**GIVEN INSTRUCTION:** Reproduce the data below word for word, from the line that contains "pixel 224 181." through the line that contains "pixel 144 215", including both of those lines.

(Location labeling records)
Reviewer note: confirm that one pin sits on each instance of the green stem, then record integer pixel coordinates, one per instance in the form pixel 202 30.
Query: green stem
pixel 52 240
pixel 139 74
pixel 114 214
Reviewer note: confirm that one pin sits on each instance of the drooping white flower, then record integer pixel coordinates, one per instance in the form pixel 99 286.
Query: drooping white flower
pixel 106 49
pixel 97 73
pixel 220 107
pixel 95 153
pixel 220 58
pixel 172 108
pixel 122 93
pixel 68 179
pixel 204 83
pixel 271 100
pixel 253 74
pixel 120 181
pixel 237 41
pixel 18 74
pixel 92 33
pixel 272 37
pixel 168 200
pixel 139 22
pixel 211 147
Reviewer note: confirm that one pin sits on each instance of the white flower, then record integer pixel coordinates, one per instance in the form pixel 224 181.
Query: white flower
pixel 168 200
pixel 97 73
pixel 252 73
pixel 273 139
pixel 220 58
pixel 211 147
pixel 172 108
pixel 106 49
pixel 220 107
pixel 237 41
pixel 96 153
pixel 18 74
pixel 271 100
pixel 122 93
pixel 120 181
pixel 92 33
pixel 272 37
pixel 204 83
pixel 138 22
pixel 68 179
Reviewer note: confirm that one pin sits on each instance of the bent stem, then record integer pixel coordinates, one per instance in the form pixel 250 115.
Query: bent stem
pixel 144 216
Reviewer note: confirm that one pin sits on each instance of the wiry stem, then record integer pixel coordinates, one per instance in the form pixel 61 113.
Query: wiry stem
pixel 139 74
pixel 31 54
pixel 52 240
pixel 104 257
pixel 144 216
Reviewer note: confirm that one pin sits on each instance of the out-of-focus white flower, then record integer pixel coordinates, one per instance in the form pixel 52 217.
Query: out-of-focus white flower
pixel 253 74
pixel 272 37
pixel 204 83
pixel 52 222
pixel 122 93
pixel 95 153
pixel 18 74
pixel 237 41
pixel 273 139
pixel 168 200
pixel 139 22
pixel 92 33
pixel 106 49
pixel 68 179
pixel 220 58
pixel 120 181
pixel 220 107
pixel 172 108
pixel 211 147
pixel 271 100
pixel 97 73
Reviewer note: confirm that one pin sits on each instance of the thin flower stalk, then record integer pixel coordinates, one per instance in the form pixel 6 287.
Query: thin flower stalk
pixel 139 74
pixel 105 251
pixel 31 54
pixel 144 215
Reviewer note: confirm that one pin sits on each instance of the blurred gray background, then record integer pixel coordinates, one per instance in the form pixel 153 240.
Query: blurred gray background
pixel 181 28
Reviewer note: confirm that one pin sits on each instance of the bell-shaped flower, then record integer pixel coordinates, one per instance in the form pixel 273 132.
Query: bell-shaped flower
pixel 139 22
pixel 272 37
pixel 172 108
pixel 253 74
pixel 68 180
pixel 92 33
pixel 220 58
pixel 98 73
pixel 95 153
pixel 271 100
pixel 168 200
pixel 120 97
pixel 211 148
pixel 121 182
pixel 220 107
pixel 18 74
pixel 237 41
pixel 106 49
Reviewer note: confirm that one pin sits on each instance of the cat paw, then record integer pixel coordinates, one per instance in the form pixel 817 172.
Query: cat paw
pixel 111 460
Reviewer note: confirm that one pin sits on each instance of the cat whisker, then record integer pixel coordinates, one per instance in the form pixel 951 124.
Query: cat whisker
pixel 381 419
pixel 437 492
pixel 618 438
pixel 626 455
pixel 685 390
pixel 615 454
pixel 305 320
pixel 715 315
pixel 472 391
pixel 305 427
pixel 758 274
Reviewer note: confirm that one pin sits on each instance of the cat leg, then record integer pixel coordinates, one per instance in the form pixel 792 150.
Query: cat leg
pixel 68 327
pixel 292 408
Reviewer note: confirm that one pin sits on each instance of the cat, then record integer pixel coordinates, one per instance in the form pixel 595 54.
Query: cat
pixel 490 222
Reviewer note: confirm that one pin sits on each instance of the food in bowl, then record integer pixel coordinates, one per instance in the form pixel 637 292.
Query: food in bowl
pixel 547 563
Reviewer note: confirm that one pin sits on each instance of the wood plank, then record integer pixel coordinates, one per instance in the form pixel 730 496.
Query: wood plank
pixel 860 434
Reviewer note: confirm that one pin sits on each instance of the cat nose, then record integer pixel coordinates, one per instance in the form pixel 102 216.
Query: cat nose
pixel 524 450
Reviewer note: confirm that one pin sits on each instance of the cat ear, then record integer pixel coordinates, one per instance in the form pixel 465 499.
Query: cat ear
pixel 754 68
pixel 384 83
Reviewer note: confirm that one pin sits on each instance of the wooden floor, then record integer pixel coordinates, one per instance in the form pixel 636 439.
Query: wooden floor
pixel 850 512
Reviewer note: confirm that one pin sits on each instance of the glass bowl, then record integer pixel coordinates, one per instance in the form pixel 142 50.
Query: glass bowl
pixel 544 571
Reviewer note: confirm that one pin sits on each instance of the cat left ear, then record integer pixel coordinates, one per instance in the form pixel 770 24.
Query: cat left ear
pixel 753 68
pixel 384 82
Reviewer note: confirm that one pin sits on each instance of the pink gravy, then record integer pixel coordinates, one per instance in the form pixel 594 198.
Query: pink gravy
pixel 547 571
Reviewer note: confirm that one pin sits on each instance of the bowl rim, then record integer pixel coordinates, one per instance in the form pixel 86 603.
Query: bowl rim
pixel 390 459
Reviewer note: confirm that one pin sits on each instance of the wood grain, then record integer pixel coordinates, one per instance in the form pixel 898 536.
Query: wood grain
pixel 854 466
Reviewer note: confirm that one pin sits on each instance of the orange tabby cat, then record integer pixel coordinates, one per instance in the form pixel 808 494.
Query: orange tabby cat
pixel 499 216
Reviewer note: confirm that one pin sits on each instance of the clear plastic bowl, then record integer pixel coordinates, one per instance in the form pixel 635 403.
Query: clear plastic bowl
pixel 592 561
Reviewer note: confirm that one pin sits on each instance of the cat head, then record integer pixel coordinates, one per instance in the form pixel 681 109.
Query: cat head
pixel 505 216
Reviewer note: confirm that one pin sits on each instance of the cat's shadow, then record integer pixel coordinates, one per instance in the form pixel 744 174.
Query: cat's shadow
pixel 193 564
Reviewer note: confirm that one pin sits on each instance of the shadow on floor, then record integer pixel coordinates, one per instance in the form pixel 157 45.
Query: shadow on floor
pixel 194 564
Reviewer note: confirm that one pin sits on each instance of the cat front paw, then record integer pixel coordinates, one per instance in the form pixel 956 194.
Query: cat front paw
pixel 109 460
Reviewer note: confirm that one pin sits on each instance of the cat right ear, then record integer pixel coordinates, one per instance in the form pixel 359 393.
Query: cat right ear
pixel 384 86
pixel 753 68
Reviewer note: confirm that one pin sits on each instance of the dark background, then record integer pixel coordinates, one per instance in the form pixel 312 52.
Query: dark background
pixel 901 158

**COMPLETE RESPONSE:**
Reviewer note: confirm that one pin sits on each instance of the white flower, then record integer pixel coordinates, one per instance in the form pixel 224 181.
Query: white flower
pixel 168 200
pixel 97 73
pixel 252 73
pixel 273 139
pixel 220 58
pixel 211 147
pixel 172 108
pixel 106 49
pixel 220 107
pixel 237 41
pixel 96 153
pixel 18 74
pixel 271 100
pixel 122 93
pixel 120 181
pixel 92 33
pixel 272 37
pixel 204 83
pixel 138 22
pixel 68 179
Reviewer note: confirm that one pin sits on each instance of the bent stem, then record integer pixel coordinates, one per instance in the form pixel 250 115.
Query: bent stem
pixel 144 216
Reviewer note: confirm that one pin sits on each instance of the wiry stem, then record integer pixel coordinates, one per instance in the form pixel 61 113.
Query: wiry stem
pixel 139 74
pixel 31 54
pixel 52 240
pixel 104 257
pixel 144 216
Reviewer note: confirm that one pin sits on each instance of the out-of-focus white flower, then record integer pixel coordinates, one per instance in the form pixel 52 217.
Query: out-of-focus white flower
pixel 253 74
pixel 272 37
pixel 204 83
pixel 52 222
pixel 122 93
pixel 95 153
pixel 18 74
pixel 237 41
pixel 273 139
pixel 168 200
pixel 139 22
pixel 92 33
pixel 106 49
pixel 68 179
pixel 220 58
pixel 120 181
pixel 220 107
pixel 172 108
pixel 211 147
pixel 271 100
pixel 97 73
Reviewer note: confirm that one pin sits on each instance of the thin flower stalk, then record integer pixel coordinates, one per instance in the form pixel 6 287.
Query: thin flower stalk
pixel 139 74
pixel 105 251
pixel 31 54
pixel 144 215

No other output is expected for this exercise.